▶ [Task statement]:
Print the listing exactly as it stands. Skip every picture.

▶ [Source material]:
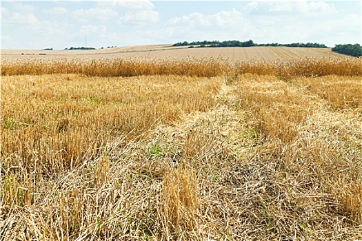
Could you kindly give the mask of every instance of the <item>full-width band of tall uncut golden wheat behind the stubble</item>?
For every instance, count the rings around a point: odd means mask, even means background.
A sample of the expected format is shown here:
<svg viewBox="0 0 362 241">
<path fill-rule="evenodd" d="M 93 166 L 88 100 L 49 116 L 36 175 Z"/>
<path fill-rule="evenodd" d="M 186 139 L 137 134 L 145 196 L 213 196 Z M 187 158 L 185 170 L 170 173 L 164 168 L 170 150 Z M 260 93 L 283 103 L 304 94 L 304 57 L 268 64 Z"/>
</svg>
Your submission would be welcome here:
<svg viewBox="0 0 362 241">
<path fill-rule="evenodd" d="M 305 58 L 294 61 L 239 61 L 225 59 L 3 59 L 1 75 L 85 74 L 87 76 L 139 76 L 175 74 L 185 76 L 218 76 L 269 74 L 280 78 L 294 76 L 359 76 L 362 60 L 352 57 Z"/>
</svg>

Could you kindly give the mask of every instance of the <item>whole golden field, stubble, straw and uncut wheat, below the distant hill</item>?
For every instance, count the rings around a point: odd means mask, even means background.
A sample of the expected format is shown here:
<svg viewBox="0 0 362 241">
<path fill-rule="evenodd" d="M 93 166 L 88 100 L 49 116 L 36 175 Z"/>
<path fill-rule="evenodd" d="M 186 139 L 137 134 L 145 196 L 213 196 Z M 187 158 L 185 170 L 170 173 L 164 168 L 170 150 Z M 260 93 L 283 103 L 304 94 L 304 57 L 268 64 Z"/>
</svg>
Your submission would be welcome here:
<svg viewBox="0 0 362 241">
<path fill-rule="evenodd" d="M 362 239 L 361 59 L 268 51 L 3 58 L 1 240 Z"/>
</svg>

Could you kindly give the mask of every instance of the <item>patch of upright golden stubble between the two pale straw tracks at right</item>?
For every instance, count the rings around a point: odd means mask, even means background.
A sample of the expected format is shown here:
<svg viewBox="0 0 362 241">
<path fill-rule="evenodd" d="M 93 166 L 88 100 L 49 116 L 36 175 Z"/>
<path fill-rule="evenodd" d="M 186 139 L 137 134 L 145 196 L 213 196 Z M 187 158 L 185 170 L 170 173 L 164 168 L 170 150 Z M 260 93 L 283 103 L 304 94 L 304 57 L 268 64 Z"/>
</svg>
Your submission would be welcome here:
<svg viewBox="0 0 362 241">
<path fill-rule="evenodd" d="M 299 90 L 293 90 L 276 76 L 247 75 L 241 76 L 239 82 L 240 105 L 256 116 L 259 132 L 282 143 L 292 141 L 298 134 L 298 126 L 310 114 Z"/>
</svg>

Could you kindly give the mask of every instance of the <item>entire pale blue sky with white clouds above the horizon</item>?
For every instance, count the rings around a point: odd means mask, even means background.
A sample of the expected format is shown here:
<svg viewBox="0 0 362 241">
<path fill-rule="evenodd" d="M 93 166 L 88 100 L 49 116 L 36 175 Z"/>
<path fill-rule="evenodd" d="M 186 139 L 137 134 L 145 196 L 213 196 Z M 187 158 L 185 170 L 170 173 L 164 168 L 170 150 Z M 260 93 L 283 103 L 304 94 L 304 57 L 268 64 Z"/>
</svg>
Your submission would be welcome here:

▶ [Result]:
Could you kindly give the mask of every instance of the <item>full-width band of tall uncut golden wheat behind the stubble</item>?
For every instance, count the rings around a point: odd means mask, even means background.
A sample of the expected format is shown here:
<svg viewBox="0 0 362 241">
<path fill-rule="evenodd" d="M 93 166 L 88 100 L 49 116 L 36 175 Z"/>
<path fill-rule="evenodd" d="M 186 139 L 137 134 L 145 196 L 213 196 Z M 187 158 L 185 170 L 170 173 L 164 168 L 170 150 Z M 260 93 L 283 103 L 304 94 L 304 57 L 268 64 Z"/>
</svg>
Your submission would be welcome here:
<svg viewBox="0 0 362 241">
<path fill-rule="evenodd" d="M 305 58 L 294 61 L 239 61 L 225 59 L 3 59 L 1 75 L 85 74 L 87 76 L 139 76 L 175 74 L 185 76 L 218 76 L 269 74 L 280 78 L 294 76 L 359 76 L 362 60 L 352 57 Z"/>
</svg>

Could you kindly give the mask of every instance of the <item>whole golden field, stubble, straw and uncut wheat, below the distant hill</item>?
For every instance, count the rings around a point: odd means mask, even means background.
A sample of the expected format is shown here:
<svg viewBox="0 0 362 241">
<path fill-rule="evenodd" d="M 93 166 L 88 100 L 49 116 L 36 175 Z"/>
<path fill-rule="evenodd" d="M 186 139 L 137 134 L 145 196 L 213 196 Z M 187 158 L 185 170 L 170 173 L 164 168 L 170 150 Z M 260 93 L 283 103 L 304 94 L 304 57 L 268 64 Z"/>
</svg>
Your submission would be welcome here:
<svg viewBox="0 0 362 241">
<path fill-rule="evenodd" d="M 362 239 L 361 59 L 268 51 L 3 58 L 1 240 Z"/>
</svg>

Could you kindly give the mask of every instance of the <item>patch of upright golden stubble between the two pale straw tracks at right</item>?
For every instance, count the rings around a point: odd means mask, even means background.
A sample of the expected format is shown here:
<svg viewBox="0 0 362 241">
<path fill-rule="evenodd" d="M 93 166 L 88 100 L 49 116 L 36 175 Z"/>
<path fill-rule="evenodd" d="M 186 139 L 137 134 L 145 196 L 213 196 Z M 187 158 L 185 170 L 170 173 L 164 168 L 170 150 Z M 260 93 L 283 103 L 304 94 L 304 57 L 268 64 Z"/>
</svg>
Your submission would be welcome here:
<svg viewBox="0 0 362 241">
<path fill-rule="evenodd" d="M 299 90 L 293 90 L 276 76 L 247 75 L 241 76 L 239 82 L 240 105 L 256 116 L 259 132 L 282 143 L 292 141 L 298 134 L 298 126 L 310 114 Z"/>
</svg>

Could you kindly give the mask of every instance of the <item>entire pale blue sky with white clouds above the horizon</item>?
For every instance, count the rings around a point: odd means mask, even means background.
A sample of the expected format is shown here:
<svg viewBox="0 0 362 241">
<path fill-rule="evenodd" d="M 93 166 L 88 100 L 49 116 L 36 175 Z"/>
<path fill-rule="evenodd" d="M 186 139 L 137 134 L 145 196 L 213 196 Z M 187 158 L 185 170 L 170 173 L 164 168 L 170 150 Z M 260 93 L 283 103 L 304 94 L 304 57 L 268 64 Z"/>
</svg>
Your submission would be welcome here:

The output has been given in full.